WHAT YOU SHOULD DO> All of the entries below are to be repeated word for word.

DATASET RECORDS Block Start

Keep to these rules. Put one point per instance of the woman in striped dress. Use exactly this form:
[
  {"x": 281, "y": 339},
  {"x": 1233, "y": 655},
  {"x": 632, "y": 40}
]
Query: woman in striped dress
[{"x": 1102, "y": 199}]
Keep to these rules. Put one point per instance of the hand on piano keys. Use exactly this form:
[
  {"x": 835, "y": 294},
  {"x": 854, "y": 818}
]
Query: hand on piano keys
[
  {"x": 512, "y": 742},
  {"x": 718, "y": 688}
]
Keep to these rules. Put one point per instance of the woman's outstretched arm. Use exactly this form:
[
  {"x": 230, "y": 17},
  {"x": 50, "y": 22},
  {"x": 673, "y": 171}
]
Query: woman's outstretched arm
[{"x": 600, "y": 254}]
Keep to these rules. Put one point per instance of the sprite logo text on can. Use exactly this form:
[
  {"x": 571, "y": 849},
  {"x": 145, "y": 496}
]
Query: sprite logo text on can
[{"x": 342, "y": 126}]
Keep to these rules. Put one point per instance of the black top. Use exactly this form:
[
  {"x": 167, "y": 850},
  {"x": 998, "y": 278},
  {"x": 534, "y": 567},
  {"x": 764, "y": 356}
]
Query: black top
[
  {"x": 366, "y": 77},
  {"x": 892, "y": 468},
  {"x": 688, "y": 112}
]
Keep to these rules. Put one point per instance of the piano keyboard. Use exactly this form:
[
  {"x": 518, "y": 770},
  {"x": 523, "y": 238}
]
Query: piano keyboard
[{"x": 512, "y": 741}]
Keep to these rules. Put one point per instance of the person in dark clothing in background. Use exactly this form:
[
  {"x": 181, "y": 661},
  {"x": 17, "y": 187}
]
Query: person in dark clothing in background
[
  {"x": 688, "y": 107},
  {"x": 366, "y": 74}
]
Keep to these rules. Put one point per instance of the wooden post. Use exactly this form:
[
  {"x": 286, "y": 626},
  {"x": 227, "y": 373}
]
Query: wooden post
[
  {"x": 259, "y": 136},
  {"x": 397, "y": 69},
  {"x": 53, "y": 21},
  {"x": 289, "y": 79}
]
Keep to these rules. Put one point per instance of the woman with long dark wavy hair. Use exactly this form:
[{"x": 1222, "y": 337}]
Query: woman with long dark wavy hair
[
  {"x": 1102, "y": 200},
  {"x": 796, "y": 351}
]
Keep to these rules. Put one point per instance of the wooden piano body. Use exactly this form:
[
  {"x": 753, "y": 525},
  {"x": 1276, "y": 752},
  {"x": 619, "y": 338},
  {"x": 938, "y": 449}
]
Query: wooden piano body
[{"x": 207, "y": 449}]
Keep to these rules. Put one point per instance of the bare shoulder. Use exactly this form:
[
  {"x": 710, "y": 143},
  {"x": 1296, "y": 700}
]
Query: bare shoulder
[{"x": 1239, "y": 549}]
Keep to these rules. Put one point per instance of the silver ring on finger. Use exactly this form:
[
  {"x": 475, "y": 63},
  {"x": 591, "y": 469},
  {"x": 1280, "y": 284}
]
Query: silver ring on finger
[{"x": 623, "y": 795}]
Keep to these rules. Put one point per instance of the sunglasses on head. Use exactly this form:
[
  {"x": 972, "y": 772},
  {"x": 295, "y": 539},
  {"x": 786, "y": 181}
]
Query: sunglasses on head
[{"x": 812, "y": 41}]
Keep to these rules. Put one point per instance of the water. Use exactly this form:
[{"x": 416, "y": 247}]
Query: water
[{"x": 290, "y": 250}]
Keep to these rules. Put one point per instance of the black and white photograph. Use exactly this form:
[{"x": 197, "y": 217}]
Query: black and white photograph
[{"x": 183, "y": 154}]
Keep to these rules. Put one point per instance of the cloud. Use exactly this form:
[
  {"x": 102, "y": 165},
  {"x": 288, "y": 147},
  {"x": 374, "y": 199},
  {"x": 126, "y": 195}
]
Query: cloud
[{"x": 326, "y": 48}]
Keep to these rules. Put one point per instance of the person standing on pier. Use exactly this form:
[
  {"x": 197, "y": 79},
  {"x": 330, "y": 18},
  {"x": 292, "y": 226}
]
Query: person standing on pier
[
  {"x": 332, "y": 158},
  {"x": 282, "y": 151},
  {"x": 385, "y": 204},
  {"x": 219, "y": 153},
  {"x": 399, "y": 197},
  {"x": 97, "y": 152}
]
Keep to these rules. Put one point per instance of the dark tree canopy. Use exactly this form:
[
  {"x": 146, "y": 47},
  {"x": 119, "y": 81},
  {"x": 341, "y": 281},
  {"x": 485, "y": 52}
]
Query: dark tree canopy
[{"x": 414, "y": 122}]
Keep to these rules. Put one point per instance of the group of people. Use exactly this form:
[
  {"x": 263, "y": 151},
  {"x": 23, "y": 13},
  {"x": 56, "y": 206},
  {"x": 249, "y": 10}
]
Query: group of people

DATASET RECORDS Block End

RESULT OF THE EXERCISE>
Keep to these rules. Put one point per instance of the woman in striped dress. Use exactly this form:
[
  {"x": 281, "y": 339},
  {"x": 1233, "y": 655},
  {"x": 632, "y": 40}
]
Query: woman in striped dress
[{"x": 1102, "y": 199}]
Keep to these rules. Put one point per instance of the hand on piano keys. Use exactly this form:
[
  {"x": 835, "y": 294},
  {"x": 854, "y": 818}
]
Query: hand on piano keys
[
  {"x": 512, "y": 742},
  {"x": 718, "y": 688}
]
Keep to these rules. Put one point per instance of the woman's outstretched arm. Use exactly this form:
[
  {"x": 230, "y": 17},
  {"x": 50, "y": 22},
  {"x": 673, "y": 171}
]
Query: woman's outstretched arm
[{"x": 600, "y": 254}]
Keep to these rules. Put one point per instance of the sprite logo text on can. Use exactly this form:
[
  {"x": 571, "y": 849},
  {"x": 145, "y": 496}
]
Query: sprite logo text on can
[{"x": 342, "y": 126}]
Keep to these rules. Put one point per instance of the black top. Use exactly this form:
[
  {"x": 167, "y": 850},
  {"x": 998, "y": 278},
  {"x": 534, "y": 567},
  {"x": 764, "y": 356}
]
Query: black top
[
  {"x": 366, "y": 77},
  {"x": 892, "y": 468},
  {"x": 688, "y": 112}
]
Keep to these rules. Put one point per instance of the piano keyboard. Use exactly this form:
[
  {"x": 518, "y": 770},
  {"x": 523, "y": 238}
]
Query: piano keyboard
[{"x": 512, "y": 741}]
Keep to these rules. Put one point per instance of the person in dark clothing in background. Use exactly this form:
[
  {"x": 181, "y": 661},
  {"x": 17, "y": 187}
]
Query: person in dark clothing in background
[
  {"x": 688, "y": 107},
  {"x": 366, "y": 74}
]
Keep to these rules. Put one point per instance of the wooden post. Use exactly this form:
[
  {"x": 286, "y": 626},
  {"x": 227, "y": 373}
]
Query: wooden post
[
  {"x": 259, "y": 136},
  {"x": 397, "y": 69},
  {"x": 53, "y": 21},
  {"x": 289, "y": 79}
]
Keep to these rules. Put one point per instance of the woman with long dark wavy hair. Use exactly this form:
[{"x": 1222, "y": 337}]
Query: woman with long dark wavy hair
[
  {"x": 1102, "y": 200},
  {"x": 796, "y": 351}
]
Keep to these rules. Put one point per instance of the wooden piano body. Use exactly this form:
[
  {"x": 753, "y": 525},
  {"x": 1276, "y": 752},
  {"x": 619, "y": 338},
  {"x": 938, "y": 449}
]
Query: wooden piano body
[{"x": 207, "y": 449}]
Keep to these rules. Put one point per instance of the bare shoulder. Use exactly this form:
[
  {"x": 710, "y": 143},
  {"x": 1296, "y": 700}
]
Query: bare shoulder
[{"x": 1239, "y": 549}]
Keep to these rules. Put one point per instance of the silver ring on finger. Use exactly this form:
[
  {"x": 475, "y": 63},
  {"x": 591, "y": 469},
  {"x": 1280, "y": 284}
]
Query: silver ring on finger
[{"x": 623, "y": 795}]
Keep to these rules. Put one point per instance of the sunglasses on head. Use exactly this form:
[
  {"x": 972, "y": 772},
  {"x": 295, "y": 539},
  {"x": 786, "y": 181}
]
Query: sunglasses on head
[{"x": 812, "y": 41}]
Keep to these rules. Put one point per instance of the water. Use exactly this form:
[{"x": 416, "y": 247}]
Query: water
[{"x": 290, "y": 250}]
Keep to these rules. Put one point per instance of the black and white photograph. Use exactly this form:
[{"x": 197, "y": 217}]
Query: black and white photograph
[{"x": 183, "y": 154}]
Keep to these rules. Put one point per instance of the cloud. Use exactly this form:
[
  {"x": 102, "y": 165},
  {"x": 288, "y": 147},
  {"x": 374, "y": 199},
  {"x": 126, "y": 195}
]
Query: cloud
[{"x": 326, "y": 48}]
Keep to these rules. Put one point per instance of the person standing on pier. Use exactly this form:
[
  {"x": 197, "y": 79},
  {"x": 330, "y": 18},
  {"x": 292, "y": 226}
]
Query: person standing on pier
[
  {"x": 332, "y": 158},
  {"x": 282, "y": 151},
  {"x": 385, "y": 204},
  {"x": 219, "y": 153},
  {"x": 399, "y": 197},
  {"x": 97, "y": 152}
]
Keep to these rules. Put one point per instance of the dark tree canopy. Use exactly this form:
[
  {"x": 146, "y": 47},
  {"x": 119, "y": 81},
  {"x": 341, "y": 281},
  {"x": 485, "y": 52}
]
Query: dark tree canopy
[{"x": 414, "y": 122}]
Keep to these rules. Put one point per instance of the group of people. Use exactly this form:
[
  {"x": 263, "y": 151},
  {"x": 23, "y": 13},
  {"x": 56, "y": 206},
  {"x": 249, "y": 10}
]
Query: group of people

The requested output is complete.